WORK TASK:
When you output the entries, begin with the first line and end with the line containing "pixel 120 173.", keeping each line exactly as it is.

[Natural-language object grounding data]
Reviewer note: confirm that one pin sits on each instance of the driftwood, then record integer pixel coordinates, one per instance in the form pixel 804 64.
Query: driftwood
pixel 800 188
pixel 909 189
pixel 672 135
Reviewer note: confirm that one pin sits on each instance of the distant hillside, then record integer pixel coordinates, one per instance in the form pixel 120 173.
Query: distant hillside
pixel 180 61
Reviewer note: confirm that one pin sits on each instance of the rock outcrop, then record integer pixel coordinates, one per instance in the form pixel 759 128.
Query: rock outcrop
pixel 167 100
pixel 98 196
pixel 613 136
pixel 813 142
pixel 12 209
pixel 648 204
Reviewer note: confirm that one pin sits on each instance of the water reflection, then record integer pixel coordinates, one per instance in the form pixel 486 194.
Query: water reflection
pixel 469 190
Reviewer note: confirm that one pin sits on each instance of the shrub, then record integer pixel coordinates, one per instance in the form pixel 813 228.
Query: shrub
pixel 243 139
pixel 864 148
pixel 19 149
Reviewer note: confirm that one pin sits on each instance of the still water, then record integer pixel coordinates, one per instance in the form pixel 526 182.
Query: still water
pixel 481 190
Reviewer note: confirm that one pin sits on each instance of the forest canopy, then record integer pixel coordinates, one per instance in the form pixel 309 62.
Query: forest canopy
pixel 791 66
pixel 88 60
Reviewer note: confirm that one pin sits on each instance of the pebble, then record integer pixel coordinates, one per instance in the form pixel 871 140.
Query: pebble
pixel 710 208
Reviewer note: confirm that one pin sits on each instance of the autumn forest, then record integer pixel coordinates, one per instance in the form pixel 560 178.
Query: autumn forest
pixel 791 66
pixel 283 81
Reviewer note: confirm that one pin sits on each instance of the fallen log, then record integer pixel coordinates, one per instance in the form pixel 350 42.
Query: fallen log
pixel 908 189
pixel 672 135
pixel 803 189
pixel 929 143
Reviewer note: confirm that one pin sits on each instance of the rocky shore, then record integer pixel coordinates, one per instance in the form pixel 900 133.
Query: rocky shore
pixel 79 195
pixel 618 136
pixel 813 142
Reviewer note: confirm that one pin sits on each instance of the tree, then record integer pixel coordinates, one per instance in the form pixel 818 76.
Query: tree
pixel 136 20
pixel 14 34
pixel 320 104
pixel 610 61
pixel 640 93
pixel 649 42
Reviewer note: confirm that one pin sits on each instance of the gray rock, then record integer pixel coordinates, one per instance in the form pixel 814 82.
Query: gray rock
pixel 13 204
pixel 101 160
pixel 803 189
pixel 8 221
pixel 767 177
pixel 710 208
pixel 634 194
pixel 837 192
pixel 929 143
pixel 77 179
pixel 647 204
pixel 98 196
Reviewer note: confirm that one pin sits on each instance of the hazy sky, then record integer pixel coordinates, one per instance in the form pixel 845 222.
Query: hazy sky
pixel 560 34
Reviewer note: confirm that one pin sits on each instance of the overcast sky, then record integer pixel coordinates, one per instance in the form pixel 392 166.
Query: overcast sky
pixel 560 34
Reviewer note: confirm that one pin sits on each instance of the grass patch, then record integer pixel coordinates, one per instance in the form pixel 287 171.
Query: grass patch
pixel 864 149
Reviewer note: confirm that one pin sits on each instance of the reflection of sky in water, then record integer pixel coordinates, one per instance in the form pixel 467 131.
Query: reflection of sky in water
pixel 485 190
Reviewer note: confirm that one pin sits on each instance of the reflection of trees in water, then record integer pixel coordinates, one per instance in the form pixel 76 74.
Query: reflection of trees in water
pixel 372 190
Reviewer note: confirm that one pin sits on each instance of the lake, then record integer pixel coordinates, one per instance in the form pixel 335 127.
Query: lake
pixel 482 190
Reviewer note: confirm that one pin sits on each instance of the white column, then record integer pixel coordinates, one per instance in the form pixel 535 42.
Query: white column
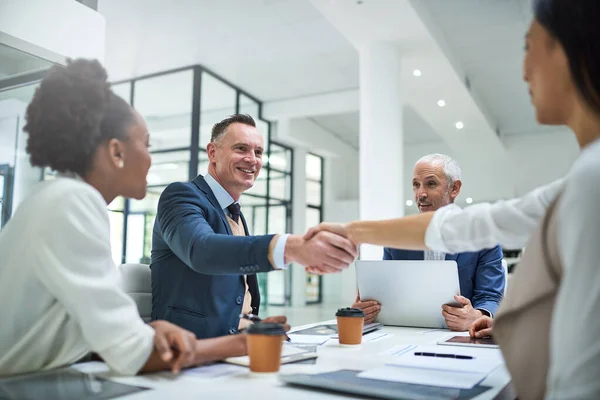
pixel 298 272
pixel 381 177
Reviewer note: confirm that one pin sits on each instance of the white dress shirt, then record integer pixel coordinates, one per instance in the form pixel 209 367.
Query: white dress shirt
pixel 575 330
pixel 59 286
pixel 509 223
pixel 575 327
pixel 225 200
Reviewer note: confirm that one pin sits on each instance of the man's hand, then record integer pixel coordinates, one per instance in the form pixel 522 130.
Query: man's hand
pixel 175 346
pixel 324 252
pixel 338 229
pixel 278 319
pixel 371 308
pixel 482 327
pixel 459 319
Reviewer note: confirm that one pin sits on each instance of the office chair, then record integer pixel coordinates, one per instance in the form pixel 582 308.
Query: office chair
pixel 135 281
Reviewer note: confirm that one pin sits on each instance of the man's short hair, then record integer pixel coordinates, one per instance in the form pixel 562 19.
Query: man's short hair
pixel 220 128
pixel 451 168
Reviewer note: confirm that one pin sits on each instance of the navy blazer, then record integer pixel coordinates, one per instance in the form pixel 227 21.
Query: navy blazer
pixel 480 274
pixel 198 266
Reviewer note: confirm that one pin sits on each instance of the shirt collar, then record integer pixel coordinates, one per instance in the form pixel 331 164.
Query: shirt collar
pixel 222 196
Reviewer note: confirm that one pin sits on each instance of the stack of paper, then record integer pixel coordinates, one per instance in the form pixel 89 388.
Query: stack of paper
pixel 289 354
pixel 465 372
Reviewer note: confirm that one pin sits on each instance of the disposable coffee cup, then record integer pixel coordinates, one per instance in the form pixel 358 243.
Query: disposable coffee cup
pixel 350 323
pixel 265 341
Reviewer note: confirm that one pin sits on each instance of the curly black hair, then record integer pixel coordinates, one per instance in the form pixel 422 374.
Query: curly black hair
pixel 72 112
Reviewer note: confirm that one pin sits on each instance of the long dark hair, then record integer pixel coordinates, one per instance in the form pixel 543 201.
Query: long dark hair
pixel 575 24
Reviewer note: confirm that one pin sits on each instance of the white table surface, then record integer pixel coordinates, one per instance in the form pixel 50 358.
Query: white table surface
pixel 332 356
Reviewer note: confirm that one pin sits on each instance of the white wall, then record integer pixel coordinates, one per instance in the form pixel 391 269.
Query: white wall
pixel 51 28
pixel 530 161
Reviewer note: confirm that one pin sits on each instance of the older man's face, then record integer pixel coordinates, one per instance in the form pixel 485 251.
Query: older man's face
pixel 430 186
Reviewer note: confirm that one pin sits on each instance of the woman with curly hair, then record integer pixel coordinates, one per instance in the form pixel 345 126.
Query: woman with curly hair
pixel 58 284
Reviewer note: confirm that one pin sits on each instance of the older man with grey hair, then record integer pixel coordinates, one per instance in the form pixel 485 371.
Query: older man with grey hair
pixel 436 183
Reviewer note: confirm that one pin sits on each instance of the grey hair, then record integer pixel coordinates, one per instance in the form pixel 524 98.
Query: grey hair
pixel 451 168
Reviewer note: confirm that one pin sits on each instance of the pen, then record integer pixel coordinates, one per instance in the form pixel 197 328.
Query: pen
pixel 256 318
pixel 443 355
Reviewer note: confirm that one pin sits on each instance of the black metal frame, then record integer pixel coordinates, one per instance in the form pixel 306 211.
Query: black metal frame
pixel 195 150
pixel 7 171
pixel 320 209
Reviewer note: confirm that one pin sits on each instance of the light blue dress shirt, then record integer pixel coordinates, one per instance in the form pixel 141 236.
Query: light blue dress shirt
pixel 225 200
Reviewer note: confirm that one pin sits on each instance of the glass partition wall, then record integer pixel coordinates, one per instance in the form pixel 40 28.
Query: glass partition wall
pixel 180 107
pixel 20 73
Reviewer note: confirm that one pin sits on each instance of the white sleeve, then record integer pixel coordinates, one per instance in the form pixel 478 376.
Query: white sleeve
pixel 575 329
pixel 509 223
pixel 75 265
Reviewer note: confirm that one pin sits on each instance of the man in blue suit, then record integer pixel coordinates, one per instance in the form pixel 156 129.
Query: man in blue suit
pixel 436 183
pixel 204 260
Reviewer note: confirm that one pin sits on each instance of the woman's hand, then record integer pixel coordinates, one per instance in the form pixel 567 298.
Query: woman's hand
pixel 175 346
pixel 481 327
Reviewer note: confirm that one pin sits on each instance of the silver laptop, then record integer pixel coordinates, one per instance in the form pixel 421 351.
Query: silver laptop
pixel 411 293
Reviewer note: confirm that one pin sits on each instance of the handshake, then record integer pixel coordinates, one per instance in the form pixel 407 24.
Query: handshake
pixel 324 249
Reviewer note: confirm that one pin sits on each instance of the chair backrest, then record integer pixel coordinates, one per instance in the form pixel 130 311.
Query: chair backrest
pixel 136 282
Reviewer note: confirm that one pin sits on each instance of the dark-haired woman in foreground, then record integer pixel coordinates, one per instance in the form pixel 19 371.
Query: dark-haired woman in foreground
pixel 59 292
pixel 547 326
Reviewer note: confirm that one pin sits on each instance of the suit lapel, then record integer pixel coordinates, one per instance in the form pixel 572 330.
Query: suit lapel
pixel 451 257
pixel 203 186
pixel 244 224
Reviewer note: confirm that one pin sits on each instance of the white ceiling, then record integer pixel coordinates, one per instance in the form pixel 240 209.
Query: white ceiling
pixel 486 38
pixel 273 49
pixel 15 62
pixel 346 127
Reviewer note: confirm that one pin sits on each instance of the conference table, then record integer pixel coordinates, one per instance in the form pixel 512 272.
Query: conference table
pixel 225 381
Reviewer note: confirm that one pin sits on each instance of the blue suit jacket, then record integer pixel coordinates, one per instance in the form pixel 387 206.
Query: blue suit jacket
pixel 198 265
pixel 480 274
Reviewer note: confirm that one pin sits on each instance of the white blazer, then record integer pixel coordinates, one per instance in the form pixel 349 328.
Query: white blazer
pixel 59 291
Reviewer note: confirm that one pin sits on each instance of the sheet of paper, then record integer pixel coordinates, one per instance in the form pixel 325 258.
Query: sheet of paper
pixel 398 350
pixel 484 361
pixel 376 336
pixel 212 371
pixel 308 339
pixel 450 379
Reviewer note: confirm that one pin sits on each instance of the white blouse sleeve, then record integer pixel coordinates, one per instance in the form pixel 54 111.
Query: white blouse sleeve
pixel 509 223
pixel 75 265
pixel 575 330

THE ANSWER:
Reviewer note: confirm that one pin sits on each instance of the driftwood, then record integer pixel coordinates, one per instance in the form pixel 804 64.
Query: driftwood
pixel 800 188
pixel 909 189
pixel 672 135
Reviewer note: confirm that one pin sits on each instance of the distant hillside, then record integer pixel coordinates, one per instance in the form pixel 120 173.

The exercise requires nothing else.